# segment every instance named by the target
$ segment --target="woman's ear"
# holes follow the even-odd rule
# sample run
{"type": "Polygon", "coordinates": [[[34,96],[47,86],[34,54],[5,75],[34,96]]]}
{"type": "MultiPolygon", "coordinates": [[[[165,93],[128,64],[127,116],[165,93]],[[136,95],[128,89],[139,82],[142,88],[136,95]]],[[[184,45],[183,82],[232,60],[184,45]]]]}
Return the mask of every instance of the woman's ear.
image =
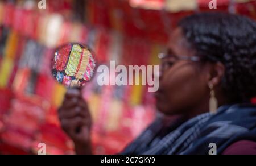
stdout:
{"type": "Polygon", "coordinates": [[[211,65],[209,70],[209,84],[213,85],[213,87],[218,85],[224,76],[225,66],[220,62],[211,65]]]}

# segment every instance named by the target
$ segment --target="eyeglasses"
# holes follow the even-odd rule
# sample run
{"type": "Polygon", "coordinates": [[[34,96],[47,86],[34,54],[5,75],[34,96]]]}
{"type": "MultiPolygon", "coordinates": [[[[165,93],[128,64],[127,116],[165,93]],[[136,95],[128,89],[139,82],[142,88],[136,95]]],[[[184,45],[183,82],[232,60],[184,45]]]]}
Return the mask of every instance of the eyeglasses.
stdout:
{"type": "Polygon", "coordinates": [[[162,60],[162,68],[163,70],[166,70],[171,67],[180,60],[188,60],[198,62],[201,61],[201,58],[198,56],[175,56],[164,53],[158,54],[158,57],[162,60]]]}

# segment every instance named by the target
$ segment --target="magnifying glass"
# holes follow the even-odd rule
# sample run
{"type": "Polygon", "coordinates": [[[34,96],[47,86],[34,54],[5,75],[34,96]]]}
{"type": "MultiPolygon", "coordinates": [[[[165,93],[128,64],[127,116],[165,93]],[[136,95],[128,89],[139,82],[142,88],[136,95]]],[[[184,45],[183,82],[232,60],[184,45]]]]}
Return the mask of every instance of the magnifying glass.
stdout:
{"type": "Polygon", "coordinates": [[[69,43],[57,48],[51,67],[55,79],[68,88],[81,88],[92,80],[95,56],[85,44],[69,43]]]}
{"type": "MultiPolygon", "coordinates": [[[[92,80],[96,68],[94,55],[86,45],[69,43],[55,49],[51,69],[59,84],[81,90],[92,80]]],[[[80,127],[76,128],[77,133],[80,130],[80,127]]]]}

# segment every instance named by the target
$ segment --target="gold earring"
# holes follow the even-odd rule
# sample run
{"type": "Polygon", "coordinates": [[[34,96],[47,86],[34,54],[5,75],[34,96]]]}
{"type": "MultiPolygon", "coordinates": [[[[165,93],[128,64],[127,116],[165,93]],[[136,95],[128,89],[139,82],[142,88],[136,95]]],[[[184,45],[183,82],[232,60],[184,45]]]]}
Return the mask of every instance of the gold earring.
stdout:
{"type": "Polygon", "coordinates": [[[218,101],[215,97],[215,92],[213,90],[213,85],[210,84],[209,85],[209,87],[210,89],[210,97],[209,101],[209,110],[212,113],[216,113],[218,109],[218,101]]]}

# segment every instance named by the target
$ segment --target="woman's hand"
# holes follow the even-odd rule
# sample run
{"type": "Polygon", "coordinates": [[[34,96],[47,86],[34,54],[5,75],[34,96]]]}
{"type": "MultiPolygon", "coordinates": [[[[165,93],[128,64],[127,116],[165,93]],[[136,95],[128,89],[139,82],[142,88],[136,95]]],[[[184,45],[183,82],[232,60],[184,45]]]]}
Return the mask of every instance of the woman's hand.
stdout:
{"type": "Polygon", "coordinates": [[[79,89],[69,89],[59,109],[64,131],[73,140],[77,154],[91,154],[92,118],[86,102],[79,89]]]}

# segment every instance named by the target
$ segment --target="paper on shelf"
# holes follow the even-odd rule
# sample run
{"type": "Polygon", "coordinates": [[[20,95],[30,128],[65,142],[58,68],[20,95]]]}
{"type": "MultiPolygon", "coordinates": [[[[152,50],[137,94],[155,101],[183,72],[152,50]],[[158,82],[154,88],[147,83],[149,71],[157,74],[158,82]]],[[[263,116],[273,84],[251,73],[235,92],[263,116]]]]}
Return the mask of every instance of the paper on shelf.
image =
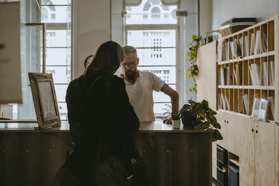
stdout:
{"type": "Polygon", "coordinates": [[[269,84],[274,86],[274,62],[269,61],[269,84]]]}
{"type": "Polygon", "coordinates": [[[267,35],[266,31],[262,31],[262,52],[267,52],[267,35]]]}
{"type": "Polygon", "coordinates": [[[259,118],[260,99],[254,98],[252,109],[252,118],[257,119],[259,118]]]}
{"type": "Polygon", "coordinates": [[[254,54],[258,54],[261,53],[261,31],[257,31],[256,32],[256,41],[255,42],[254,54]]]}
{"type": "Polygon", "coordinates": [[[269,96],[268,99],[269,99],[269,107],[270,107],[271,110],[272,118],[274,120],[274,117],[275,117],[274,96],[269,96]]]}
{"type": "Polygon", "coordinates": [[[250,65],[249,66],[249,72],[250,72],[250,77],[251,79],[251,82],[252,82],[252,85],[255,85],[255,75],[253,75],[253,71],[252,70],[252,68],[250,65]]]}
{"type": "Polygon", "coordinates": [[[263,82],[264,82],[264,86],[268,86],[269,85],[269,77],[268,77],[268,67],[267,67],[267,62],[264,61],[262,63],[262,67],[263,67],[263,82]]]}
{"type": "Polygon", "coordinates": [[[261,98],[259,109],[259,119],[266,121],[267,118],[267,111],[269,109],[269,100],[261,98]]]}
{"type": "Polygon", "coordinates": [[[248,37],[247,36],[244,36],[243,50],[244,56],[249,56],[248,37]]]}
{"type": "Polygon", "coordinates": [[[254,33],[251,33],[251,42],[250,42],[250,55],[254,54],[254,33]]]}
{"type": "Polygon", "coordinates": [[[244,102],[244,107],[245,107],[245,111],[246,112],[247,115],[249,115],[249,104],[248,104],[248,95],[245,94],[243,95],[243,102],[244,102]]]}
^^^^^^^^
▶ Requirements
Leave out the pictures and copy everything else in the records word for word.

▶ Written solution
# segment every instance named by the target
$ segment --target="woman's ear"
# holes follow the even-odd rule
# sample run
{"type": "Polygon", "coordinates": [[[34,96],[47,86],[34,54],[5,75],[34,96]]]}
{"type": "MultiPolygon", "coordinates": [[[[165,93],[128,64],[127,116],[165,93]],[[136,95],[128,89],[139,82],[142,88],[136,95]]],[[[184,45],[183,82],[232,60],[184,45]]]]}
Return the mask of every instance of the woman's ear.
image =
stdout:
{"type": "Polygon", "coordinates": [[[211,65],[209,70],[209,84],[213,85],[213,87],[218,85],[224,76],[225,66],[220,62],[211,65]]]}

# segment every instance named by the target
$ segment --target="eyeglasses"
# holes follow the even-odd rule
# sample run
{"type": "Polygon", "coordinates": [[[34,96],[47,86],[34,54],[5,75],[34,96]]]}
{"type": "MultiPolygon", "coordinates": [[[[165,93],[128,64],[127,116],[165,93]],[[136,95],[128,89],[139,82],[142,88],[136,95]]],[[[184,45],[183,82],[232,60],[184,45]]]]}
Return the mask of every instance of the eyeglasses.
stdout:
{"type": "Polygon", "coordinates": [[[162,60],[162,68],[163,70],[166,70],[171,67],[180,60],[188,60],[198,62],[201,61],[201,58],[198,56],[175,56],[164,53],[158,54],[158,57],[162,60]]]}

# segment every instance named by the target
$ segment --target="magnifying glass"
# holes follow the even-odd rule
# sample run
{"type": "Polygon", "coordinates": [[[34,96],[47,86],[34,54],[5,75],[34,96]]]}
{"type": "MultiPolygon", "coordinates": [[[[165,93],[128,64],[127,116],[165,93]],[[136,95],[128,89],[139,82],[142,88],[136,95]]],[[[184,45],[183,82],[232,60],[184,45]]]]}
Return the mask of every instance of the magnifying glass.
stdout:
{"type": "Polygon", "coordinates": [[[69,43],[57,48],[51,67],[55,79],[68,88],[81,88],[92,80],[95,56],[85,44],[69,43]]]}
{"type": "MultiPolygon", "coordinates": [[[[92,80],[96,68],[94,55],[86,45],[69,43],[55,49],[51,69],[59,84],[81,90],[92,80]]],[[[80,127],[76,128],[77,133],[80,130],[80,127]]]]}

# segment every instance named by the target
$ segment --target="gold earring"
# holes follow the even-odd rule
# sample run
{"type": "Polygon", "coordinates": [[[34,96],[47,86],[34,54],[5,75],[34,96]]]}
{"type": "MultiPolygon", "coordinates": [[[[165,93],[128,64],[127,116],[165,93]],[[136,95],[128,89],[139,82],[142,88],[136,95]]],[[[184,45],[183,82],[232,60],[184,45]]]]}
Return the mask of every instance of the gold earring.
stdout:
{"type": "Polygon", "coordinates": [[[218,101],[215,97],[215,92],[213,90],[213,85],[210,84],[209,85],[209,87],[210,89],[210,97],[209,101],[209,110],[212,113],[216,113],[218,109],[218,101]]]}

# segment every instance named by the target
$ segment --target="woman's hand"
# holes follow the even-odd rule
# sample run
{"type": "Polygon", "coordinates": [[[34,96],[47,86],[34,54],[5,75],[34,96]]]}
{"type": "MultiPolygon", "coordinates": [[[[165,93],[128,64],[127,116],[165,93]],[[136,95],[128,89],[139,82],[142,88],[136,95]]],[[[184,45],[183,82],[232,60],[184,45]]]]}
Return the mask of every instance of the woman's hand.
stdout:
{"type": "Polygon", "coordinates": [[[79,89],[69,89],[59,109],[64,131],[73,140],[77,154],[91,154],[92,118],[86,102],[79,89]]]}

# segment every instance named by the target
$ segment --target="paper on shelf"
# holes follow the even-odd rule
# sample run
{"type": "Polygon", "coordinates": [[[20,95],[30,128],[65,142],[58,68],[20,95]]]}
{"type": "MultiPolygon", "coordinates": [[[[152,50],[137,94],[155,101],[183,72],[152,50]],[[158,82],[154,88],[147,83],[149,71],[157,74],[158,82]]],[[[263,116],[273,84],[251,73],[235,92],[263,116]]]]}
Return the mask of every instance of the paper on shelf.
image =
stdout:
{"type": "Polygon", "coordinates": [[[269,84],[274,86],[274,62],[269,61],[269,84]]]}
{"type": "Polygon", "coordinates": [[[267,35],[266,31],[262,31],[262,52],[267,52],[267,35]]]}
{"type": "Polygon", "coordinates": [[[259,118],[260,99],[254,98],[252,109],[252,118],[257,119],[259,118]]]}
{"type": "Polygon", "coordinates": [[[254,54],[258,54],[261,53],[261,31],[257,31],[256,32],[256,41],[255,42],[254,54]]]}
{"type": "Polygon", "coordinates": [[[269,96],[268,99],[269,99],[269,107],[270,107],[271,110],[272,118],[274,120],[274,117],[275,117],[274,96],[269,96]]]}
{"type": "Polygon", "coordinates": [[[250,65],[249,66],[249,72],[250,72],[250,77],[251,79],[251,82],[252,82],[252,85],[255,85],[255,75],[253,75],[253,71],[252,70],[252,68],[250,65]]]}
{"type": "Polygon", "coordinates": [[[263,82],[264,82],[264,86],[268,86],[269,85],[269,77],[268,77],[268,67],[267,67],[267,62],[264,61],[262,63],[262,67],[263,67],[263,82]]]}
{"type": "Polygon", "coordinates": [[[261,98],[259,109],[259,119],[266,121],[267,118],[267,111],[269,109],[269,100],[261,98]]]}
{"type": "Polygon", "coordinates": [[[248,37],[247,36],[244,36],[243,50],[244,56],[249,56],[248,37]]]}
{"type": "Polygon", "coordinates": [[[254,33],[251,33],[251,42],[250,42],[250,55],[254,54],[254,33]]]}
{"type": "Polygon", "coordinates": [[[244,102],[244,107],[245,107],[245,111],[246,112],[247,115],[249,115],[249,104],[248,104],[248,95],[245,94],[243,95],[243,102],[244,102]]]}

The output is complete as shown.